[EXTRACT — start]

Construction Companies Facing Mass Bankruptcies... Germany's Economy Hit by 'Real Estate Perfect Storm'
Housing Construction Market Hits Worst in 32 Years
As German housing prices have plummeted sharply over the past year, fears of a real estate bubble collapse are spreading. There are also forecasts that the prolonged decline in real estate prices could act as a new trigger for the German economy, which is already facing a recession crisis.
According to Eurostat, the official statistical agency of the European Union (EU), as of the end of the second quarter of this year, Germany's House Price Index (HPI) stood at 153.27, down 10.0% from 170.14 in the same period last year. During this period, the HPI for the entire EU region decreased by only 1%. Germany's HPI has declined every quarter since the second quarter of last year.
The continuous decline in German housing prices is the result of a combination of factors, including demand deterioration due to steep interest rate hikes and rising raw material prices. The long boom driven by ultra-low interest rates following the 2008 global financial crisis came to an end last year with the European Central Bank's (ECB) shift to tightening. Since July last year, the ECB has raised its key interest rate 10 consecutive times, causing mortgage rates in Germany to soar rapidly, leading to simultaneous declines in housing prices and transactions.

[EXTRACT — finish]

(PROBLEMS TO SOLVE)
1. Reproduce the passage of the German housing article that opens with the words containing "Construction Companies Facing" and closes with "of last year.".
2. Carry on the article about Germany's falling housing prices, starting right after its last sentence.
The items come from a separate, unrelated source.

[DATA SECTION — start]

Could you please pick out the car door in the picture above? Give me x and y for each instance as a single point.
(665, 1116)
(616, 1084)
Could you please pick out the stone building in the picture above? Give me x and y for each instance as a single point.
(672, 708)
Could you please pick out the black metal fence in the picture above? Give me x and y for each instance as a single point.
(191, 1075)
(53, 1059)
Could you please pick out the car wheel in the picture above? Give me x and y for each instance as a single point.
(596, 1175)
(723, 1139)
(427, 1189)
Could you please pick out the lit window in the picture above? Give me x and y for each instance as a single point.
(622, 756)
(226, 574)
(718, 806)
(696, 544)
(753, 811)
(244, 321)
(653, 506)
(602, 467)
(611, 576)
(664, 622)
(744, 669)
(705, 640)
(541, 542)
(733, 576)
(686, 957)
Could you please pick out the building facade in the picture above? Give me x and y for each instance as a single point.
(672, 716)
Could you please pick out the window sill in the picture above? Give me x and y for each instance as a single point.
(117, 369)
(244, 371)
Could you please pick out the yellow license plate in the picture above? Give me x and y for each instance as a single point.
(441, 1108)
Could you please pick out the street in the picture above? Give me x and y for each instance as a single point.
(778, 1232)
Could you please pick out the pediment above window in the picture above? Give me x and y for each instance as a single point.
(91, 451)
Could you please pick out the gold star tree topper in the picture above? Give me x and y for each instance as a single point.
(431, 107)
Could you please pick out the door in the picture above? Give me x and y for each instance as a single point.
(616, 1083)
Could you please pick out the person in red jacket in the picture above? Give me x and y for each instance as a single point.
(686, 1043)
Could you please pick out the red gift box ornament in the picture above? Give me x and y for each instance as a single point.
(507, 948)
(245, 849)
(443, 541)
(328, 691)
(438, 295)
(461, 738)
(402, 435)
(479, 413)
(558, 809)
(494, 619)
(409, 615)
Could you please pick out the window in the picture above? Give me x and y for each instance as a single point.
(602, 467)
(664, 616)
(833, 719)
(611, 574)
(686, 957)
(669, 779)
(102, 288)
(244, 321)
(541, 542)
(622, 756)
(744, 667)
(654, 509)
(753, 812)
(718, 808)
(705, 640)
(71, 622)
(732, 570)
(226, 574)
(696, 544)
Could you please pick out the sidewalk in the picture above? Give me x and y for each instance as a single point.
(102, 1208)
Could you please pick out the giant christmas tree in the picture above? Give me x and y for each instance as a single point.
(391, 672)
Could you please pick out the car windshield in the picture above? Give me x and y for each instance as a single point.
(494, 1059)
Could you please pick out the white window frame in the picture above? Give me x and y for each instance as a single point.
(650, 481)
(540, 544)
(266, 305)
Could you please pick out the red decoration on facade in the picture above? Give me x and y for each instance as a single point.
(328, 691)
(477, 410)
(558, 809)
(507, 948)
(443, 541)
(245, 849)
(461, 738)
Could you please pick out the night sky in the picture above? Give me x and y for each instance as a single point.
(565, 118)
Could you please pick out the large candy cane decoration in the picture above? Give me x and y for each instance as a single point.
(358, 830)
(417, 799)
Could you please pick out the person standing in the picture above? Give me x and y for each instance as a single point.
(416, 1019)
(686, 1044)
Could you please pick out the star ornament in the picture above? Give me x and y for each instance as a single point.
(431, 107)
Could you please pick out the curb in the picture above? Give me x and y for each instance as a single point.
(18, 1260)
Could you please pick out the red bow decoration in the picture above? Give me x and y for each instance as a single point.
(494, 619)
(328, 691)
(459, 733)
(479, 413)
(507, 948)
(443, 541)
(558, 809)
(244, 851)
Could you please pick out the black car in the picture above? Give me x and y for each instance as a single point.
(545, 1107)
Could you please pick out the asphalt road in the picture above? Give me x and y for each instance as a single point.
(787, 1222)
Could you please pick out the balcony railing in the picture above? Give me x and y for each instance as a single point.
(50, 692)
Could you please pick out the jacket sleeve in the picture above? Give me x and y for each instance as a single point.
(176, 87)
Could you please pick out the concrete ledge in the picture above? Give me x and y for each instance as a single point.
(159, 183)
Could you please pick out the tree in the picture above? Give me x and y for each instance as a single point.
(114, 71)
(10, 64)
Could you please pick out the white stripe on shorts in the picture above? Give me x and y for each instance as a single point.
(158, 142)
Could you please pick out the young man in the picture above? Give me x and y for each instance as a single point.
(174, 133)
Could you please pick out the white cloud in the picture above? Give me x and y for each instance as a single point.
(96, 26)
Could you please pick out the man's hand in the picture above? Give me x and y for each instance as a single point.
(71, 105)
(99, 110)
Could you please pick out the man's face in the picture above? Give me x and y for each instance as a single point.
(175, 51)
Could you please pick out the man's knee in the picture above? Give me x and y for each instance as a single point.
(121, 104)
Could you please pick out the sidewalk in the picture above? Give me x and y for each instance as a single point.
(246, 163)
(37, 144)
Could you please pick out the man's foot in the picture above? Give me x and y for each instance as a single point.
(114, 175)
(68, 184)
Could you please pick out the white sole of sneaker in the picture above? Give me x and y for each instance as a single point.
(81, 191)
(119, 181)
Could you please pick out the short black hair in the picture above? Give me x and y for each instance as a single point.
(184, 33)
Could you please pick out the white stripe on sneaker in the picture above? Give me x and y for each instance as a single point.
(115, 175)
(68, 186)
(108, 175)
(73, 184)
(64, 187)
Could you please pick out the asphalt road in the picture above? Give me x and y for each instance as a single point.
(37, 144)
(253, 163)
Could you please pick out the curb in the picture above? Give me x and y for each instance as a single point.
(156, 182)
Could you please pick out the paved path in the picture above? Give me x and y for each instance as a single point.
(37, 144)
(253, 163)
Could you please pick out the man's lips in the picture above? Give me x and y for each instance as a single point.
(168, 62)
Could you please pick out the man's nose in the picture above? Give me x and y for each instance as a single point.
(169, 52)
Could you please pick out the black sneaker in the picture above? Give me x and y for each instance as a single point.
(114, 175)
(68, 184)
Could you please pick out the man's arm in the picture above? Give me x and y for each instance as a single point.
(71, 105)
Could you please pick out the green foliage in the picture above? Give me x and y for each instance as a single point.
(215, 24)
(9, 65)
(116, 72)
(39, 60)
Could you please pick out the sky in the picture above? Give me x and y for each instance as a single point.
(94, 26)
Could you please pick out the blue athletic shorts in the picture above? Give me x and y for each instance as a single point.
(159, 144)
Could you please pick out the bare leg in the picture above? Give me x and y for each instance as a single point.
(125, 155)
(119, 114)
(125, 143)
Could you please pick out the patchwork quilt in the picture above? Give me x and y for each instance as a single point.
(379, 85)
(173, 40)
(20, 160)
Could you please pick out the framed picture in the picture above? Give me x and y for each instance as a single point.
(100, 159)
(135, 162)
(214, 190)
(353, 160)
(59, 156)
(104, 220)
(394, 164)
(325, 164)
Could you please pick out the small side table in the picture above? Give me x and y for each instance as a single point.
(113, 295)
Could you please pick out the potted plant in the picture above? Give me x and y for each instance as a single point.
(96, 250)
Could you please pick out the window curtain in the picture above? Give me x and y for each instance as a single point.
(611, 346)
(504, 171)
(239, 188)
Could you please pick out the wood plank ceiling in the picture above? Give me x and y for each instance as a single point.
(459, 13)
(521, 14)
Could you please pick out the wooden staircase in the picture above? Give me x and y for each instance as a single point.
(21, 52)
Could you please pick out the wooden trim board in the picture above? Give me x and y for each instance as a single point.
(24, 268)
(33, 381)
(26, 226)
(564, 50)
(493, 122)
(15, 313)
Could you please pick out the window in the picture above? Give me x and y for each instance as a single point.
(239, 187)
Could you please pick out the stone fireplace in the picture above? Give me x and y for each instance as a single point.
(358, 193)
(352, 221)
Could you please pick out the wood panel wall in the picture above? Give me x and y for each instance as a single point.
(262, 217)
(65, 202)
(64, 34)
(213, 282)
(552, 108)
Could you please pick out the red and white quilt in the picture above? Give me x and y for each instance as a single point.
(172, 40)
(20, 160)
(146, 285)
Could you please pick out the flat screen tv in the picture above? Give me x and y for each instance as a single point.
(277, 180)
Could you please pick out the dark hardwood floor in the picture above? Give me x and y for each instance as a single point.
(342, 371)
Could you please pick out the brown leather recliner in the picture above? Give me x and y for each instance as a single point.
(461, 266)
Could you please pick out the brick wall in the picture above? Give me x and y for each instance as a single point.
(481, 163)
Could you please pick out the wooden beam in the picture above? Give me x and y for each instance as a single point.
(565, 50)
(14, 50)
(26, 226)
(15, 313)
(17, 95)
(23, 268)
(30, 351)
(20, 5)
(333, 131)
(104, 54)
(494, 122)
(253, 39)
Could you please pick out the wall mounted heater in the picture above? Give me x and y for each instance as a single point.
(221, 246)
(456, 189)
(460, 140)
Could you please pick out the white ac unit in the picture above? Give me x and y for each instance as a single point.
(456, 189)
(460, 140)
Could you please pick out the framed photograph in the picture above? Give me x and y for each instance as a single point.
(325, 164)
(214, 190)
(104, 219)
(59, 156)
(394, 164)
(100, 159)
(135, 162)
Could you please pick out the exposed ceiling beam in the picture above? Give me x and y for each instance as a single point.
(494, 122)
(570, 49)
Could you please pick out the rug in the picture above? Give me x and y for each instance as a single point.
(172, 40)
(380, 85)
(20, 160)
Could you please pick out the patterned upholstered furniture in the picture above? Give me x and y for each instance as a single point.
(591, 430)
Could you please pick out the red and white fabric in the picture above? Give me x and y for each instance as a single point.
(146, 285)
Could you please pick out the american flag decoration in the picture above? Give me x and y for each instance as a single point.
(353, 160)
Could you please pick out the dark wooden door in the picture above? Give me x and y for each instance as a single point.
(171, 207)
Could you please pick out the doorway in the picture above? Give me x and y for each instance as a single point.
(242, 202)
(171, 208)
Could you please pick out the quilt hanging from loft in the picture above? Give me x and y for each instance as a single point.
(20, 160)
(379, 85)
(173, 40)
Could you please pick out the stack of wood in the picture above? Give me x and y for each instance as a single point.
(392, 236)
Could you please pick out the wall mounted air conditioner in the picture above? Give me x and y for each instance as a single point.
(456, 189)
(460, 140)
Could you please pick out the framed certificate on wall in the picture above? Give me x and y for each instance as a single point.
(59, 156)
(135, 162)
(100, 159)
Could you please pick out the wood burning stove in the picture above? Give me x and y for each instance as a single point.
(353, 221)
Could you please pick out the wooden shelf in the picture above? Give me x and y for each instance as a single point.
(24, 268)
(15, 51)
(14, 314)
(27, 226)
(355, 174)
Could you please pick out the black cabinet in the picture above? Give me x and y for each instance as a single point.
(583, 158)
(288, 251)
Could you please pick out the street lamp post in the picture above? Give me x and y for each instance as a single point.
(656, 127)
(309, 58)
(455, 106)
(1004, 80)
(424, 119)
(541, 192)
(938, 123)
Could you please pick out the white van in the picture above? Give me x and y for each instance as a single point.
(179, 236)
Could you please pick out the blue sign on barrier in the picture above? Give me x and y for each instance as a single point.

[DATA SECTION — finish]

(LIST OF ANSWERS)
1.
Construction Companies Facing Mass Bankruptcies... Germany's Economy Hit by 'Real Estate Perfect Storm'
Housing Construction Market Hits Worst in 32 Years
As German housing prices have plummeted sharply over the past year, fears of a real estate bubble collapse are spreading. There are also forecasts that the prolonged decline in real estate prices could act as a new trigger for the German economy, which is already facing a recession crisis.
According to Eurostat, the official statistical agency of the European Union (EU), as of the end of the second quarter of this year, Germany's House Price Index (HPI) stood at 153.27, down 10.0% from 170.14 in the same period last year. During this period, the HPI for the entire EU region decreased by only 1%. Germany's HPI has declined every quarter since the second quarter of last year.

2.
The overlap of high financial costs and rising raw material prices has increasingly caused construction projects to be delayed or canceled. Germany's raw material prices have surged more than 40% compared to pre-pandemic levels due to supply chain disruptions and geopolitical crises. A British media outlet noted, "Housing and commercial real estate development projects are being canceled one after another, and construction companies are being pushed to the brink of bankruptcy," adding, "With many construction firms going bankrupt, it is becoming difficult for the German government to achieve its annual new supply target of 400,000 units."
According to the Ifo Institute, a leading German think tank, one in five (22.2%) new housing construction projects was canceled last month. This is the worst performance in 32 years since related statistics began in 1991. Klaus Walleib, an Ifo analyst, pointed out, "Construction companies are suffering from a drought in orders," adding, "The situation is worsening."
The German government hastily introduced stimulus measures to prevent a hard landing in the real estate market, but the industry views achieving these goals as difficult due to excessive bureaucracy and other factors. Wolfgang Schubert-Lav, Executive Director of the German Construction Federation (ZDB), bluntly stated, "The housing market, which was booming just two years ago, is now facing a complete collapse crisis." Gereon Frauenrat, CEO of the construction company Frauenrat, warned, "A perfect storm is approaching the German real estate market."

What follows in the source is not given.